■ **Task inputs**
begin
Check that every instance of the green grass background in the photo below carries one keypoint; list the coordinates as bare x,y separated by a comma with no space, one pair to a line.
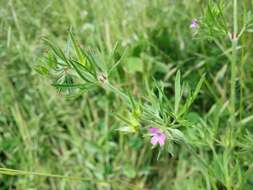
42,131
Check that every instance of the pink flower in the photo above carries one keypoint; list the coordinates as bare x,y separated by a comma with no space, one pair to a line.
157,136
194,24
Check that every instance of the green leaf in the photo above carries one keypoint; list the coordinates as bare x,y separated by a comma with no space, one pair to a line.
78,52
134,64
end
begin
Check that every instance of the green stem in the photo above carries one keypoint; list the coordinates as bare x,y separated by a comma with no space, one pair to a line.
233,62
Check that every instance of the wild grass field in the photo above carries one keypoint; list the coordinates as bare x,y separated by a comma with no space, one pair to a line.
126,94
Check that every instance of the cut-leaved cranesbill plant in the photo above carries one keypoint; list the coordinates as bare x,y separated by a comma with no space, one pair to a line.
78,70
end
begin
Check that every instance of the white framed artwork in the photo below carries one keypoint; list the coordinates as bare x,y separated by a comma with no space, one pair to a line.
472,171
end
■ **The request**
Report each line above that contains the word "grass", and copy every such line in full.

■ **The reply**
Check that every instance of the green grass background in the photo below carries one keypoint; list the coordinates as bare x,y separated by a comma with no space, one pair to a line.
Check that every instance of the wild grass field in the photo above carries one keypoint; list the coordinates as bare x,y separated by a comma with no space, one pair to a line.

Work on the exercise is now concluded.